Stored data:
* * * * *

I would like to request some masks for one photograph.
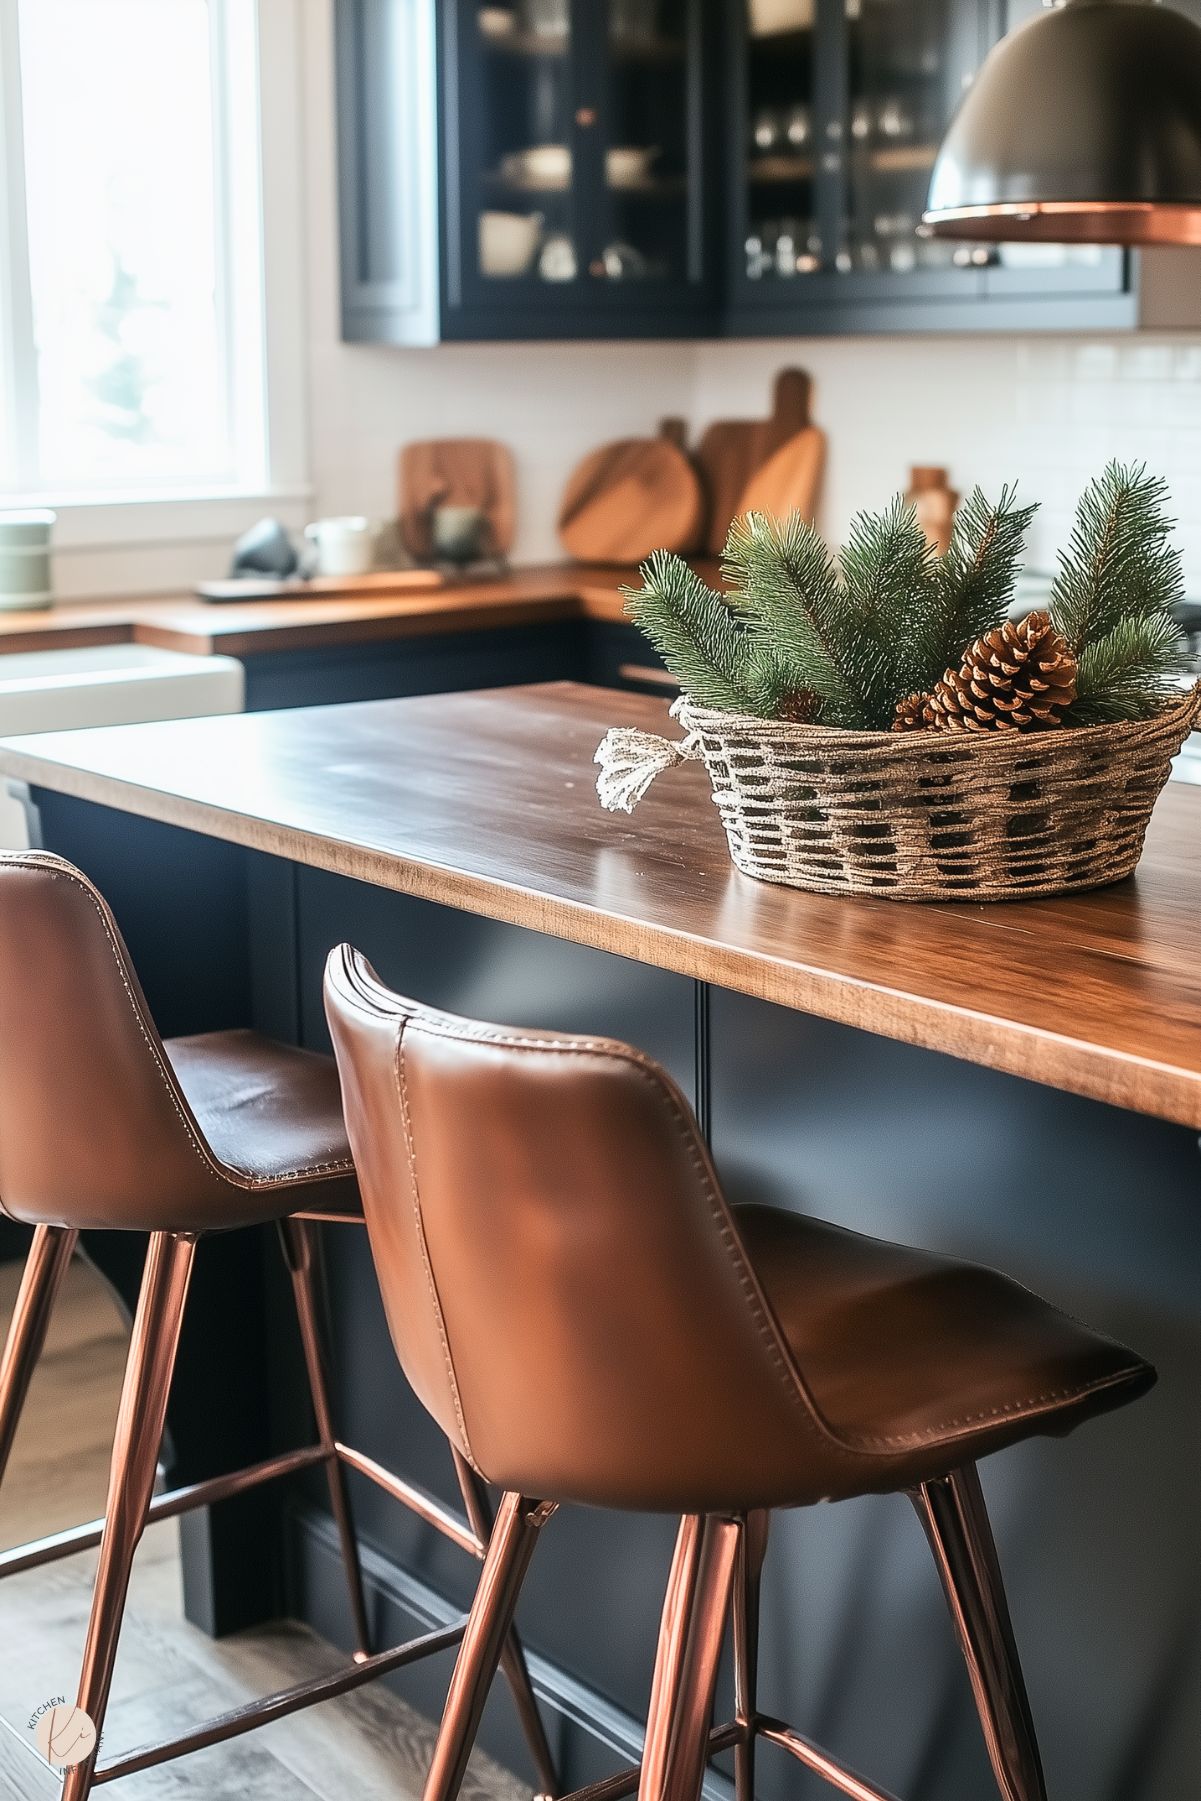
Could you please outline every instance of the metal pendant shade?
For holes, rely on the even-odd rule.
[[[1201,28],[1151,0],[1067,0],[984,63],[925,224],[976,241],[1201,245]]]

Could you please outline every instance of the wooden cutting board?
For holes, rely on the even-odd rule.
[[[508,556],[517,529],[513,458],[494,438],[426,438],[400,453],[400,536],[410,556],[432,557],[430,515],[435,507],[479,507],[491,557]]]
[[[720,555],[730,521],[745,511],[752,477],[809,425],[809,388],[803,369],[782,369],[769,419],[719,419],[701,438],[696,460],[708,501],[704,548],[710,556]]]
[[[657,438],[602,444],[572,473],[559,540],[581,563],[640,563],[653,550],[697,548],[705,522],[700,477],[678,420]]]
[[[734,517],[770,513],[783,519],[796,512],[812,523],[825,462],[826,434],[816,425],[807,425],[755,471],[742,490]]]
[[[298,576],[280,581],[269,575],[252,575],[245,580],[238,577],[229,581],[201,582],[194,592],[197,600],[221,602],[390,600],[440,588],[443,580],[436,569],[373,569],[367,575],[311,575],[307,581]]]

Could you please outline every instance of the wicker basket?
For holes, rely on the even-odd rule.
[[[1059,731],[944,735],[787,725],[672,708],[688,736],[610,732],[596,753],[609,808],[703,759],[730,855],[746,875],[820,894],[1018,900],[1120,881],[1201,685],[1154,719]]]

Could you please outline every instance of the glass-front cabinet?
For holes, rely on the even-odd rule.
[[[1040,4],[334,0],[344,334],[1201,324],[1178,252],[923,235],[955,108]]]
[[[966,329],[1023,293],[1117,293],[1120,253],[940,242],[921,216],[990,46],[1040,0],[739,0],[727,191],[735,329]]]
[[[712,315],[704,0],[451,0],[447,336]],[[506,329],[507,328],[507,329]],[[554,335],[559,335],[557,332]]]

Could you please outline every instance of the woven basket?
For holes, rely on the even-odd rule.
[[[1154,719],[1058,731],[858,732],[672,708],[672,743],[610,732],[602,803],[632,812],[662,770],[704,761],[744,874],[819,894],[1018,900],[1120,881],[1201,685]]]

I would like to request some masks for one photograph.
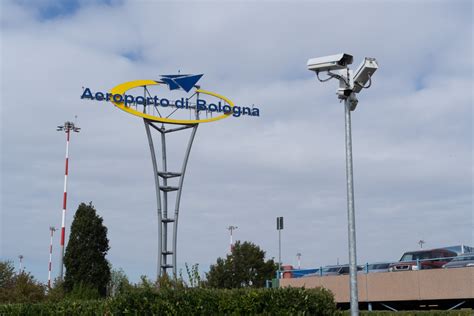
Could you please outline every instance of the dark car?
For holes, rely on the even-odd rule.
[[[361,266],[357,266],[357,271],[361,271],[363,268]],[[327,275],[343,275],[349,274],[349,265],[337,265],[337,266],[326,266],[321,269],[317,269],[316,272],[306,274],[305,277],[313,277],[313,276],[327,276]]]
[[[357,266],[357,271],[361,271],[362,267]],[[349,274],[349,265],[340,265],[340,266],[329,266],[323,268],[323,275],[343,275]]]
[[[369,273],[388,272],[390,264],[390,262],[369,263],[366,268]]]
[[[418,269],[439,269],[456,256],[457,253],[447,249],[409,251],[403,254],[399,262],[392,263],[388,270],[409,271]]]
[[[443,266],[445,269],[464,267],[474,267],[474,253],[460,255]]]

* * * * *

Type out the entries again without a single change, and leave the pictures out.

● Task result:
I would like to request some masks for one photograph.
Could you please outline every instance of the metal pendant shade?
For holes, rely on the even-odd rule.
[[[1201,28],[1151,0],[1067,0],[984,63],[925,224],[976,241],[1201,245]]]

Could you please outline every instance of the wooden cutting board?
For holes, rely on the even-odd rule.
[[[508,556],[517,529],[513,458],[494,438],[426,438],[400,453],[400,536],[410,556],[432,557],[430,515],[435,507],[479,507],[491,557]]]
[[[720,555],[730,521],[745,511],[752,477],[809,425],[809,388],[803,369],[782,369],[769,419],[719,419],[701,438],[696,460],[708,501],[704,548],[710,556]]]
[[[657,438],[602,444],[572,473],[559,540],[581,563],[640,563],[653,550],[697,548],[705,522],[700,477],[678,420]]]
[[[734,517],[770,513],[783,519],[796,512],[812,523],[825,462],[826,434],[816,425],[807,425],[755,471],[742,490]]]
[[[298,576],[280,581],[269,575],[252,575],[245,580],[238,577],[229,581],[201,582],[194,592],[197,600],[221,602],[390,600],[440,588],[443,580],[436,569],[373,569],[367,575],[311,575],[307,581]]]

Could you please outline every instance of the wicker basket?
For holes, rely on the even-odd rule.
[[[1059,731],[944,735],[787,725],[672,708],[688,736],[610,732],[596,753],[609,808],[703,759],[730,855],[746,875],[820,894],[1018,900],[1120,881],[1201,685],[1154,719]]]

Could you please outline every instance of the glass-front cabinet?
For holes, rely on the even-odd rule.
[[[1040,4],[334,0],[344,334],[1201,324],[1178,252],[923,235],[955,108]]]
[[[966,329],[1023,293],[1117,293],[1120,253],[940,242],[921,216],[990,46],[1040,0],[739,0],[727,191],[735,329]]]
[[[712,315],[704,0],[451,0],[447,336]],[[506,329],[507,328],[507,329]],[[554,335],[559,335],[557,332]]]

Could you please outline every instance of the woven basket?
For holes, rely on the even-odd rule.
[[[1154,719],[1058,731],[858,732],[672,708],[672,743],[610,732],[602,803],[632,812],[662,770],[704,761],[744,874],[819,894],[1018,900],[1120,881],[1201,685]]]

I would like to request some masks for one photograph.
Could you please outline every instance of the dark car?
For holes, rely on the even-odd rule.
[[[361,266],[357,266],[357,271],[361,271],[363,268]],[[327,275],[343,275],[349,274],[349,265],[337,265],[337,266],[326,266],[321,269],[317,269],[316,272],[306,274],[305,277],[313,277],[313,276],[327,276]]]
[[[357,266],[357,271],[361,271],[362,267]],[[349,274],[349,265],[340,265],[340,266],[329,266],[323,268],[323,275],[343,275]]]
[[[369,273],[388,272],[390,264],[390,262],[369,263],[366,268]]]
[[[418,269],[439,269],[456,256],[457,253],[447,249],[409,251],[403,254],[399,262],[392,263],[388,270],[409,271]]]
[[[443,266],[445,269],[464,267],[474,267],[474,253],[460,255]]]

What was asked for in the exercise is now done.